▸ Material to process:
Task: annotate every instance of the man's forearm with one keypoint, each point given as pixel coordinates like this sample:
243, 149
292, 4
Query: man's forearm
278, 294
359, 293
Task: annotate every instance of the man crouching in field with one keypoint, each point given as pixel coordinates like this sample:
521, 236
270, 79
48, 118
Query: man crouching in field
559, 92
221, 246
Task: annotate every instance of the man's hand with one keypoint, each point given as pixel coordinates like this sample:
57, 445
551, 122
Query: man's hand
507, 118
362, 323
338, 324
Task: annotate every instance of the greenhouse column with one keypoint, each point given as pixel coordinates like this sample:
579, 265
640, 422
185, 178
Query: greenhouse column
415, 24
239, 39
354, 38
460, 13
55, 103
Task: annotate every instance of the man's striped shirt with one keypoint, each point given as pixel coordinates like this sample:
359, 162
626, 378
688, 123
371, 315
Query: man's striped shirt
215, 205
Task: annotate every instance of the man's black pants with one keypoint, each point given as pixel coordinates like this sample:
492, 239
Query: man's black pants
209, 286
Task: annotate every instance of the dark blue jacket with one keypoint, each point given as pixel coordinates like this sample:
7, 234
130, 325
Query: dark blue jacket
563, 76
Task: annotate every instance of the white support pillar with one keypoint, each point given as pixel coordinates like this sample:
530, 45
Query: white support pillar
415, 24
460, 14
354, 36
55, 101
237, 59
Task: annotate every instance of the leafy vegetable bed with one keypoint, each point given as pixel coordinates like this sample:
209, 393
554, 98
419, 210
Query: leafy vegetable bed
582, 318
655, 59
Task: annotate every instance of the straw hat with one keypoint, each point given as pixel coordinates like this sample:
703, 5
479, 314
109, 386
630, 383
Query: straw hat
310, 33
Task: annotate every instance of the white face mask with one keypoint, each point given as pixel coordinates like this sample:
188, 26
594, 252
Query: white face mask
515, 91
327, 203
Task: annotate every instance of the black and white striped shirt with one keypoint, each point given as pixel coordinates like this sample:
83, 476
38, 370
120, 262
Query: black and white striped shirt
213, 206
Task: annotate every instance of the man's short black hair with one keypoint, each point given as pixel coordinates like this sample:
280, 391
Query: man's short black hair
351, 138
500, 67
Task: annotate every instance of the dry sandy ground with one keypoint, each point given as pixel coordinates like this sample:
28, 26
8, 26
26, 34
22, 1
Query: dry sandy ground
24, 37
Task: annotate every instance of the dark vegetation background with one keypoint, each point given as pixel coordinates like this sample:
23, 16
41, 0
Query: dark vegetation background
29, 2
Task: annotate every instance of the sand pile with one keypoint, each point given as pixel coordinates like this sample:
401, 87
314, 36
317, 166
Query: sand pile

▸ Work to do: Write out every line from the records above, word for word.

▸ Answer to this exercise:
Task: annotate every instance of the man's forearm with one keypoint, each point given as pixel coordinates like this sample:
243, 149
292, 4
Query: man's forearm
278, 294
359, 293
Task: annotate every instance of the man crouching in field with one keypoint, each point given as pixel coordinates like this sample:
521, 236
270, 79
48, 118
Query: man crouching in field
559, 92
221, 246
Task: annotate every instance of the man's hand with one keypoint, each point given as pixel coordinates like this sample:
57, 445
551, 122
Query: man's hand
507, 118
362, 323
338, 324
Task: annotate every instance of the greenhouse column with one keypoint, each point given as pixel coordinates like this sample:
579, 265
640, 422
185, 178
Query: greenhouse column
415, 24
239, 39
354, 38
460, 13
55, 103
Task: annotate every instance of the man's striped shirt with one keypoint, each point given as pixel coordinates like this sample:
359, 162
626, 378
688, 123
371, 315
Query: man's striped shirt
215, 205
Task: annotate every instance of the man's black pants with one keypoint, each point given as pixel coordinates like this sample:
492, 239
Query: man's black pants
209, 286
Task: annotate every instance of the dark blue jacket with one keypoint, each point given as pixel coordinates like this sample:
7, 234
130, 325
Query: dark blue jacket
563, 76
Task: annotate every instance of the white support pillar with one keypoint, each point given as pixel coordinates like this sample:
530, 45
Query: white support pillar
415, 24
460, 14
354, 36
55, 101
237, 59
Task: annotate every instance of the leafy vegetable bed with one keypoint, each point given as pixel coordinates like this sample:
209, 393
554, 98
419, 210
Query: leafy vegetable bed
582, 318
655, 59
Task: annotate every instance of the straw hat with one keypoint, each point given as pixel coordinates like this sample:
703, 5
479, 314
109, 386
630, 383
Query: straw hat
310, 33
Task: annotate every instance of the white face mask with one keypoint, each point given as pixel coordinates like this sample:
188, 26
594, 252
Query: white face mask
515, 91
327, 203
Task: annotate every instance of the black and white striped shirt with one keypoint, each point given as pixel coordinates like this sample:
83, 476
38, 370
120, 262
Query: black and white striped shirt
213, 206
Task: annotate every instance of the man's short black hair with one keypoint, each point given as pixel coordinates like this sample:
280, 391
Query: man's short black hair
351, 138
500, 67
Task: annotate every instance of the dry sandy ground with one keypoint, each point given as pixel coordinates like this sample:
28, 26
8, 26
26, 34
22, 1
Query: dry sandy ground
24, 37
Task: annotate every instance of the dark vegetation background with one keypoint, each point given as pixel coordinates like this sample:
23, 16
41, 0
Query: dark vegetation background
29, 2
Task: annotate every instance of the sand pile with one keypoint, each point given as pixel coordinates like this sample:
401, 87
314, 36
317, 166
Query: sand pile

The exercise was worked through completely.